## [Requirement a]
Pull out every line in the rows that contains the word "door".

## [Source]
---

Using the ProMicro


Recently, we announced the addition of a new product to our line of development boards - the SparkFun ProMicro. The ProMicro uses the ATMega32U4 so you don't need an external programmer (like the FTDI Basic) to program the microcontroller. This tiny board has all the Arduino tricks you're familiar with - 4 channels of 10-bit ADC, 5 PWM pins, 12 DIOs as well as hardware serial connections Rx and Tx. It's also quite small and perfect for a space or weight restrictive project. To help you use this new cool board, Jim (AKA Jimbo) from Engineering came up with this tutoral: A ProMicro Installation and Arduino Briefing.

In this tutorial, you'll learn how to install drivers on the ProMicro and use it in the world of Arduino. This tutorial hopes to aid in avoiding common pitfalls users might run into and get your ProMicro up and running as swiftly as possible. Check it out! We hope you find this tutorial helpful and, as always, please let us know if you have any additional questions. Cheers!


Comments 21 comments

  • Guys! You need to do more stuff with PICAXE! They’re way better than Arduino and they even have a base that fits the shields and stripboard! ( http://www.picaxe.com/docs/axe401.pdf ) They should be getting a lilypad version out as well! Come on!

    • They both have merit, so does the netduino/fez stuff. You shouldn’t keep your opinions to yourself, but find a better place for it. Starting a arduino vs PICAXE flame war in a product post is kinda silly. Honestly i could care less is the PICAXE Has a flux capacitor and twice the storage of mary poppins bag of holding. This page is for the ProMicro. I hate irrelevent posts. you got my hopes up when i saw comments, thinking i could get some peoples perspective. now every one slap their hands, bad sparkfun customers.

    • .

    • Nice to see PICAXE conforming to the standard. Still, in my opinion, they’ll always be lagging behind Arduino because of driver development. It’s just easier to build Arduino-friendly libraries in C (since that’s the language in which most drivers are written on other platforms). There’s also a pool of users utilizing Processing language for data visualization. Since Arduino programming environment is directly compatible with Processing, it makes coding a lot easier.

      If PICAXE was “better”, Atmega would be conforming to their form factor instead of other way around.

---

## [Material provided]
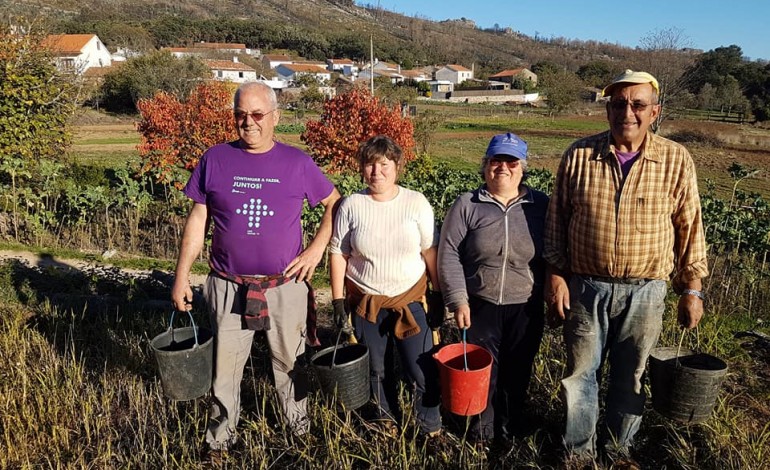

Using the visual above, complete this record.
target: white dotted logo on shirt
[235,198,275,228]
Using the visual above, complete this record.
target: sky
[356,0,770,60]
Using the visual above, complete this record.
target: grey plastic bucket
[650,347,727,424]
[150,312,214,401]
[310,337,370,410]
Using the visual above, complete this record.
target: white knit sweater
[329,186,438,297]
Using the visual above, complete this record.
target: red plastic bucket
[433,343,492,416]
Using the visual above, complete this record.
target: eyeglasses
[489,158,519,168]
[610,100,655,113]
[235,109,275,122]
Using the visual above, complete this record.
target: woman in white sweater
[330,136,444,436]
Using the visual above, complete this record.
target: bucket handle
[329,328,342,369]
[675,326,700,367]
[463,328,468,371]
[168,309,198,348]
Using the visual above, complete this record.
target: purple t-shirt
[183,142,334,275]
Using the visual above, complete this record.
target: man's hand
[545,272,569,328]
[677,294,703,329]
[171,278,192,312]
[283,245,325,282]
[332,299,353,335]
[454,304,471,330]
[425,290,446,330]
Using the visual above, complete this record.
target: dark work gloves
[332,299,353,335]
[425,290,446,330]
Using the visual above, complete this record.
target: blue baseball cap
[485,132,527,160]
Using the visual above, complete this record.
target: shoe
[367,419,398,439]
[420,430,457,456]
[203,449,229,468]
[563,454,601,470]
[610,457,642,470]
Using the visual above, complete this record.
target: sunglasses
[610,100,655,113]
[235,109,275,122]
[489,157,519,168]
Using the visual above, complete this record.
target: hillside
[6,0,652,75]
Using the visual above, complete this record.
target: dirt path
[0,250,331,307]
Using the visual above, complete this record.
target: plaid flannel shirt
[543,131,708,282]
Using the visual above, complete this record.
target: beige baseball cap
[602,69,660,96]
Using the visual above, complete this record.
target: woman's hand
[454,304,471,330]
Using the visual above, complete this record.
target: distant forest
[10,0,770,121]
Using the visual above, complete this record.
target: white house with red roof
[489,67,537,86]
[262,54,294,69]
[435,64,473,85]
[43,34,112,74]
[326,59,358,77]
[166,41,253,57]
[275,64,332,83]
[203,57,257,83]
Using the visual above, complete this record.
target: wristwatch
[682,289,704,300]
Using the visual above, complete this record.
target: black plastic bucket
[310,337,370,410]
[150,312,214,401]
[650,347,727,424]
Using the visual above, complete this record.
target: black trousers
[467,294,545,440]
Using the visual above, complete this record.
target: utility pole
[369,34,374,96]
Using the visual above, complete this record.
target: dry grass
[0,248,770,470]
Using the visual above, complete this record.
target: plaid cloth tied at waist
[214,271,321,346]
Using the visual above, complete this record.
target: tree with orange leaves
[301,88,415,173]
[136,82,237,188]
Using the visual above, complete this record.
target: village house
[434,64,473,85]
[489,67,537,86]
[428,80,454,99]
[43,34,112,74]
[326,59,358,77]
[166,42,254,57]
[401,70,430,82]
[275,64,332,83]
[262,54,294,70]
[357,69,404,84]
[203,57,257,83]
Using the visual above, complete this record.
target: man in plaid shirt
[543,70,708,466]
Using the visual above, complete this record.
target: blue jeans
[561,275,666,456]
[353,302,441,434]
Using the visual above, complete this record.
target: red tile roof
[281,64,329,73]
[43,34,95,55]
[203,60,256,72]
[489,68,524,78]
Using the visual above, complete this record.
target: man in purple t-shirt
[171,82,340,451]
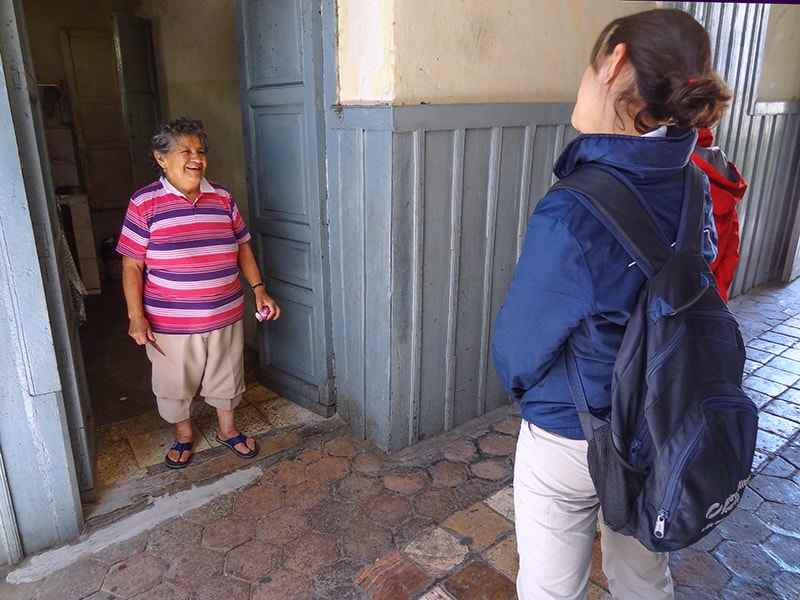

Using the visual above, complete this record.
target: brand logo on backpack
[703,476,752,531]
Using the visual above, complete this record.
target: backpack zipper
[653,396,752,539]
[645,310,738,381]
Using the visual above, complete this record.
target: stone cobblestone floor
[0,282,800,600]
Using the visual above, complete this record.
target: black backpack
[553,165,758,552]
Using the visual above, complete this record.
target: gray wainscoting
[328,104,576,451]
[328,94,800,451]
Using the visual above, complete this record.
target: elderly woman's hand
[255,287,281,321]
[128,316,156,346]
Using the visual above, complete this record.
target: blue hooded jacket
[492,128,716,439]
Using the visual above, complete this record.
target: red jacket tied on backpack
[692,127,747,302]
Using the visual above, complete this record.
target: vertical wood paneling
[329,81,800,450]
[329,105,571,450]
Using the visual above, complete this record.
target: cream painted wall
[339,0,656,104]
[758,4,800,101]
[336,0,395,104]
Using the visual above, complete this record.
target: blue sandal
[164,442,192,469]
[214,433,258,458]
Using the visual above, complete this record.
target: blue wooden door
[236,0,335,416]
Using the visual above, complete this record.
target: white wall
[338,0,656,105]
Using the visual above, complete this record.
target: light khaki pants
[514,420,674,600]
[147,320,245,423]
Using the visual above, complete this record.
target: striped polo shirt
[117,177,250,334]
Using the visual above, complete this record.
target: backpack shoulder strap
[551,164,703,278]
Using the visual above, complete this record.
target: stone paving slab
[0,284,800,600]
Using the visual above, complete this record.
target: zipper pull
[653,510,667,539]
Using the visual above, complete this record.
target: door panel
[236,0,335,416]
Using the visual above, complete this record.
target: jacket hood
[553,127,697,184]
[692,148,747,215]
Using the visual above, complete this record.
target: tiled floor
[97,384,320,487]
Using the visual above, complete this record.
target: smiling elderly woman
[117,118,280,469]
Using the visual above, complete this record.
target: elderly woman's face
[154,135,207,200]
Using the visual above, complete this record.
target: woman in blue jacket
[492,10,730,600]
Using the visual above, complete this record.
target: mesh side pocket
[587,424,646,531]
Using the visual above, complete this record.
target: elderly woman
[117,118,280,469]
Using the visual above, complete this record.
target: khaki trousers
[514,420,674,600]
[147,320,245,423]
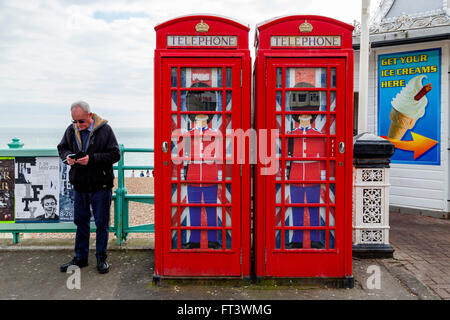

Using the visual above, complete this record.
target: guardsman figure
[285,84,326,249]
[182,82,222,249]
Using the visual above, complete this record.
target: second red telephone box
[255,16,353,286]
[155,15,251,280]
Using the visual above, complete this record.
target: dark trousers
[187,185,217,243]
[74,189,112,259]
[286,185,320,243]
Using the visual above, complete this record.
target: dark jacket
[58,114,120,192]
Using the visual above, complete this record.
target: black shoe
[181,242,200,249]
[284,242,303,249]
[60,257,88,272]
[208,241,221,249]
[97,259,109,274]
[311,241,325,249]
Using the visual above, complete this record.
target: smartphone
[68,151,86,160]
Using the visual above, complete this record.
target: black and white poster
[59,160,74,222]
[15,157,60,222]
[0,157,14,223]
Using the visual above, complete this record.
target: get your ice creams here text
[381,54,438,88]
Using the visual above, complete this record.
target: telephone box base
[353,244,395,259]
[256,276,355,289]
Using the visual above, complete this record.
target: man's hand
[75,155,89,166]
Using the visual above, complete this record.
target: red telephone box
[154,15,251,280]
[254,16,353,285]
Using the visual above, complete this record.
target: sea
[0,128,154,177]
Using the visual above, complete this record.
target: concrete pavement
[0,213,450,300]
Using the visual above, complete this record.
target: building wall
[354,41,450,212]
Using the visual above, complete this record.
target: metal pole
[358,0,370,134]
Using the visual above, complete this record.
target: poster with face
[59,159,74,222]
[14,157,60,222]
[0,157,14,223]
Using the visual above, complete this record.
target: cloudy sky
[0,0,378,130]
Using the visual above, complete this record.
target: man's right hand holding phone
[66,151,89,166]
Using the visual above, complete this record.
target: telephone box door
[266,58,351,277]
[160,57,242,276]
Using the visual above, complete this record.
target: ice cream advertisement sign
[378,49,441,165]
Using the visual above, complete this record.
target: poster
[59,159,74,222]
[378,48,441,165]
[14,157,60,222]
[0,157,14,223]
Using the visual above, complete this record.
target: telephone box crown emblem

---

## [Requirement b]
Write what comes next in the ProMicro post, starting after its last line.

## [Right answer a]
target: blue wooden door
target: door panel
target: telephone box door

## [Right answer b]
      … also, look at the ICSP header on PICAXE (page 17 of the PDF). That just looks sad, doesn’t it?! They couldn’t find a better place to stick it. Really?!

      • the ICSP header is if you want to program it as a PIC. the Picaxe only needs two resistors and a basic serial connection to program. There are many great and varied boards about that are build for various applications (not just the restrictive adruino footprint) and it is easier to breadboard. In terms of language and uses each have their own benifits, as a teacher, picaxe basics is alot easier to teach and for the students to understand without all these hidden libraries but then again it doesn’t have some of the functions that arduino has. I prefer PICAXE and that is my decision, what would you prefer and amstrad or commodore 64?

    • You now have me curious as to why they are “better”.

      • to some better = cheaper… but seriously, they would probably be bigger competition if their code was open source…

      • I’d guess that “better” means one of two things: 1: Better for his particular application

        or

        2: Better, because he is more familiar with it.

        I’ve got an assortment of microcontrollers, including original PIC chips, Basic Stamp 1 and 2, PicAxe, Arduino, Propeller, MBED, Teensy+, and I choose the platform that I feel will be better for each specific application I’m working on. Saying one is BETTER than the other in a generic sense is meaningless.

  • Speaking of all-in-one 32U4 boards, you guys should stock these:

    http://www.freetronics.com/pages/leostick-quickstart-guide

    They were in the schwag bags at linux.conf.au less than a month ago, and are really excellent.

  • Guys! Are we really talking about this???

    PIC < AVR < ARM < i38 < AMD64

    but AMD < Intel

    No arguments :-)

  • Again, you need to break out the 5th and 6th ADC pins.

  • dose it work with (Bluetooth USB Module Minisku: WRL-09434) ?

  • nice to see a new variation of Arduino - but wondering if anyone could point out any strengths of this over the Teensy?

    the Teensy appears to be cheaper ($16), more flexible, and a more mature project (and though not an exact Arduino-clone, it does seem to be mainly compatible).

    is the ProMicro currently just a product for early adopters that want the newest new? or are there some neat features i’m missing?

    • Teensy lead the way ‘till now, but unfortunately Arduino has now caught up.

      Teensy is now a bit of a dead-end, as the Arduino IDE grows to take advantage of embedded USB, the need for 3rd party extensions like Teensy will dwindle.

      There are already lots of Leonardo-compatible breakouts out there that will offer Arduino-compatibility in a myriad of form-factors.

      • Why would you say UNFORTUNATELY Arduino has caught up? Is it not better to have more choices? It’s not like you’re forced to use Arduino if you like the Teensy.. having competition and progress in different product lines helps all of us.

        • Unfortunate for PJRC! ;) They obviously have put a lot of work into Teensy, only to see it duplicated by an open-source project! There’s no question it will have a dramatic effect on their sales in the long run.

          The being said, the Leonardo platform and the myriad of variants that are/will be available soon will be awesome! The standardized codebase will help developers dramatically.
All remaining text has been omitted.